(Object location annotation data)
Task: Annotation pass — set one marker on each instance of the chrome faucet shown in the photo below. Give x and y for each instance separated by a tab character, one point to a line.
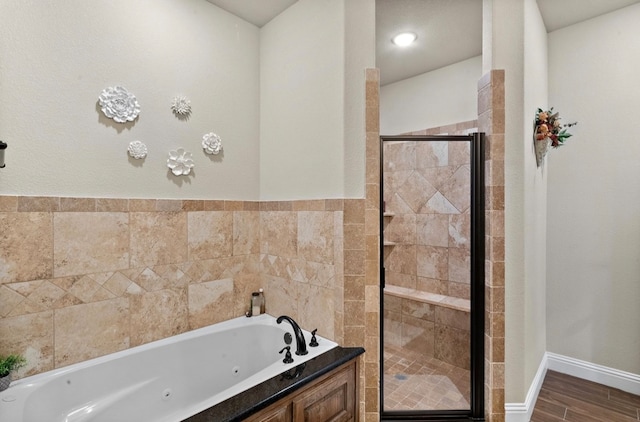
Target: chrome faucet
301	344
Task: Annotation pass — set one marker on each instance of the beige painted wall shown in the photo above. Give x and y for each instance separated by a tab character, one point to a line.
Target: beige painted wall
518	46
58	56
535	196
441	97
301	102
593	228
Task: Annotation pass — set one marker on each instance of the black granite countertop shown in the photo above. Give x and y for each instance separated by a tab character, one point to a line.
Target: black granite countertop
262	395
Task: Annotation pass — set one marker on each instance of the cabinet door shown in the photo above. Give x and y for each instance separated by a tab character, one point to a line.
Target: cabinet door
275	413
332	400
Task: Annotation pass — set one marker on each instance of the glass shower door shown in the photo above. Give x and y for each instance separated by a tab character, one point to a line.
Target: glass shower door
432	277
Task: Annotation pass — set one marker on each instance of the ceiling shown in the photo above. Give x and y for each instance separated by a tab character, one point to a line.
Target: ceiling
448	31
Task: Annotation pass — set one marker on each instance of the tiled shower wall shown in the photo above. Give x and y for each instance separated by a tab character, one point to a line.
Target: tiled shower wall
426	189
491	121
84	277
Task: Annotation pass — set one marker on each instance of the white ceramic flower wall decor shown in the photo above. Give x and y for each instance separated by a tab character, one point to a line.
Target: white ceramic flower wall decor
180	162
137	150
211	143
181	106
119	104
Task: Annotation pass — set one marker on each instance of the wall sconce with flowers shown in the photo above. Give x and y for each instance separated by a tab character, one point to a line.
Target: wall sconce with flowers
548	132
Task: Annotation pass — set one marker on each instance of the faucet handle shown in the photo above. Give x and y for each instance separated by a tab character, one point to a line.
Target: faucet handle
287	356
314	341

* [WRITTEN PROBLEM] Rewrite every one of the records above, replacing "set one marker" with "place a single marker" and changing nothing else. Leave the pictures out.

* [RESPONSE BELOW]
Task: Annotation pass — place a single marker on each instance of the chrome faucet shown in the photo below. Give x and y for each instance separated by a tab character, one point to a line.
Target: chrome faucet
301	344
Task: Annotation pass — place a single marker on each instance of the beige painted wall shown in the photo above. Give x and y for each instance separated by a tab character, one point to a line.
Target: beige painted wall
518	46
58	56
535	196
441	97
301	102
593	228
Task: Annotation pass — place a single marker on each instance of the black granite countertop shown in the photo above. Give x and y for each instance separated by a tab character, one point to a line.
Target: black granite countertop
262	395
Task: Annotation pass — place a single marker on each instance of the cabinet door shown in the photo above. Give x and y for each instance separated by a tab character, one point to a line.
Target: cabinet door
275	413
332	400
Task: Annotation pass — place a single marker on each instance of the glass shower door shown in the photo above. Give x and y for each instance separated by a tab character, one point to a line.
Target: glass shower door
432	277
Task: Annotation pass — place a single marker on each instance of the ceiling shown in the photo above. Give x and y for each instance separated by a tab character, one point to a line.
Target: ceiling
448	31
Task: Annotation pass — place a single marker on each instance of the tiled shower wall shown in the photo above. Give x and y for each instance separated by a tab character, one point to a line.
Target: tiled shower wall
426	189
491	121
84	277
Task: Annotation pass — place a single marker on each instance of the white ceramic flower wall decor shown in the photo above. Give x and y for each instance separated by a tab character, one point to a line.
Target: white ceramic flower wall decor
180	162
137	150
211	143
181	106
119	104
Task: Annotation pass — place a single marker on each instance of the wall sconce with flowers shown in the photo above. Give x and y for each instance separated by a tab character, one point to a line.
Target: wall sconce with flowers
548	132
Task: Annotation pass — place a single marker on each instance of the faucet handle shown in the photo above. Give x and y for each instance separated by a tab character, one point to a line.
Target: faucet handle
287	356
314	341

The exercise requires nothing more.